Restate the whole of the data verbatim, omitting nothing.

[Point localization data]
○ ○ ○ ○ ○ ○ ○

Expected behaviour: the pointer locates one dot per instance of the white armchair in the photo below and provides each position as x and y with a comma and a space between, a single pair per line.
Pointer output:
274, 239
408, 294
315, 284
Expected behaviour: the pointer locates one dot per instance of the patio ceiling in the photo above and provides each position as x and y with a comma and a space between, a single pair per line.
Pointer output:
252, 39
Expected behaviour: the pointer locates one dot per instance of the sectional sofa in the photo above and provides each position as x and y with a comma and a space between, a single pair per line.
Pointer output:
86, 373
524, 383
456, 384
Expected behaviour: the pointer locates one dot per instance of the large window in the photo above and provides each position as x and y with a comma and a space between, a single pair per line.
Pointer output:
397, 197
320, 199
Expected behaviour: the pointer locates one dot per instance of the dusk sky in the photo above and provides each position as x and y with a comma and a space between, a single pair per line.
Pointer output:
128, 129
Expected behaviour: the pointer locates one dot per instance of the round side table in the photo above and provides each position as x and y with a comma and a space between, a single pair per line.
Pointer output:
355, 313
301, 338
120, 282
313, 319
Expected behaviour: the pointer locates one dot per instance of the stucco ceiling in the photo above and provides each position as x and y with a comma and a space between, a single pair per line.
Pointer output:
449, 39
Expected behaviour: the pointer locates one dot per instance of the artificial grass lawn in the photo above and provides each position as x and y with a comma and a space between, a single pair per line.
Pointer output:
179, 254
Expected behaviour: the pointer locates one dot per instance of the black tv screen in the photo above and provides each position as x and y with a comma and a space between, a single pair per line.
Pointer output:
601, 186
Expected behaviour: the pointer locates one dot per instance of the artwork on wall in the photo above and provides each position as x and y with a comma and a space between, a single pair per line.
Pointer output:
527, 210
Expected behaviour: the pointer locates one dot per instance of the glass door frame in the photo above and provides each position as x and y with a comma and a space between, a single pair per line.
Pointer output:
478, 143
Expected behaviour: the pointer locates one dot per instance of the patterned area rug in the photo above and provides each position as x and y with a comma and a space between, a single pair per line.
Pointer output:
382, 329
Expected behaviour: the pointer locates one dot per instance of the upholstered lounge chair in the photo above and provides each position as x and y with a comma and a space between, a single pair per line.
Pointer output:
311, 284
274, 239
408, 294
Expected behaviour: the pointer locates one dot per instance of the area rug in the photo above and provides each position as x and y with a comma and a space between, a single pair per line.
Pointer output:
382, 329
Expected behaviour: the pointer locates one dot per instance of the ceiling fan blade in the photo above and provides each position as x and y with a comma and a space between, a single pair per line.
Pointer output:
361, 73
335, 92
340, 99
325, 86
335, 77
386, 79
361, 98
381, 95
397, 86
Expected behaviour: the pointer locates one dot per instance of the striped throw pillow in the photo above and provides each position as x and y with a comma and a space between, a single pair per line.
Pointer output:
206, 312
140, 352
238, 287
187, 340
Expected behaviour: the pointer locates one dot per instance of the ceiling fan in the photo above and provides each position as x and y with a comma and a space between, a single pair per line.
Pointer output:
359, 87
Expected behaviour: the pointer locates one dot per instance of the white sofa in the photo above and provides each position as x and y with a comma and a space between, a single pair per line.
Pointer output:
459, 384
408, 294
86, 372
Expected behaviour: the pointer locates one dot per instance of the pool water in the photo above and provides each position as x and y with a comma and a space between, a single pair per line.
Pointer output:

○ ○ ○ ○ ○ ○ ○

▶ SOLUTION TO THE EXERCISE:
Expected behaviour: the pointer locates one dot per instance of the white armchair in the photo below and provides each position as x and y with a comma and a space between, a single pair per line.
Pointer output:
274, 239
408, 294
315, 284
Expected behaviour: the pointer locates one dot per instance of the patio ceiling in the photo above and provides each position as x and y with a comma and a space between, a single pair per line.
Pointer output:
252, 39
Expected behaviour: the pointer locates one dot per instance of the sectional sofa in the photo above and provides each position as x and y with a comma and a space between, a single pair per line.
Pointer output:
86, 373
524, 383
456, 384
Expected behaviour: the pointer locates one dot per instance of the large window in the photo above and provides each position as x and y with a comma and a space between, a single pair per line.
Pointer output:
397, 197
320, 199
Expected behaviour: the pointer locates one dot per instance of the dusk sky in the photo above and provides each position as x and y with a comma and a space between, a single pair per line.
Pointer output:
128, 129
Expected behaviour: the pointer locates one dot per instance of the round side table in the photo above and provides each position as x and y with a comma and a space between, a single pair per line.
Pointer output:
355, 313
301, 338
120, 282
313, 319
Expected behaviour: the pointer locates one dot per instance of the stucco ceiling in the photo above and provides each position as x and y with a comma and a space between, a single pair per line.
Pointer output:
449, 39
Expected behaviour: the pointer locates one dot per instance of the artificial grass lawn in the photo above and provides each position as x and y with a comma and a space between, a single pair per line.
Pointer output:
179, 254
Expected behaviour: the pointer locates one dot per instance of the black tv screen in the photo above and provides each position as x and y with a comma and a space between, a single pair per line.
Pointer output:
601, 186
Expected behaviour: the pointer locates one dot per instance of the artwork on wall in the photo above and provides each position as x and y with a comma and a space between, a single pair per line.
Pointer output:
527, 210
Expected behaviour: the pointer locates one dot per instance of the glass door frame in the photo above and provides each position as x and y with a comma and a space between, a single pair per line.
Pointer output:
478, 143
Expected behaviour: the pointer locates one dot per instance of the patterned area rug in the photo above and provides each position as x and y with a comma and a space between, a single pair per line.
Pointer output:
382, 329
Expected behaviour: the pointer locates one dot per instance of the upholstered lounge chair in the photo above and provides each position as x and y with a comma and a space between, a single pair per line.
Pointer output:
311, 284
274, 239
408, 294
Expected behaviour: the pointer locates one dot per instance of the area rug in the photo above and provides each position as x and y with a comma and a space between, a single pair per line.
Pointer output:
382, 329
Expected behaviour: the pointer locates one dot per instance of the ceiling fan blade in the photo above and provides each position as x and y with a comma and a space between, a single pair per line.
Pointer output:
361, 73
335, 92
340, 99
325, 86
335, 77
386, 79
361, 98
381, 95
397, 86
Expected behaviour: the pointer locates one dot per instance of the striped throw pillow in the photo above and provides each position as x and y with a comma and a space between, a single pair per line.
Pointer output:
206, 312
140, 352
238, 287
187, 340
Expected behaviour: the pointer locates one dot per instance of the ceiling fan in the photo above and provides each position as x and y with a comma and a space between, a single pair per line.
Pointer output:
359, 87
Expected behaviour: the pointer locates one dot per instance of the white sofa in the photo above and provides each position as x and y with a comma and a space between, a single pair per line.
Pointer output:
459, 384
408, 294
86, 372
Expected behaviour: the pointer locates one dot per instance of the pool water in the photo above and provides each position as x and y with a comma and a space between, a single pair per line.
Pointer output:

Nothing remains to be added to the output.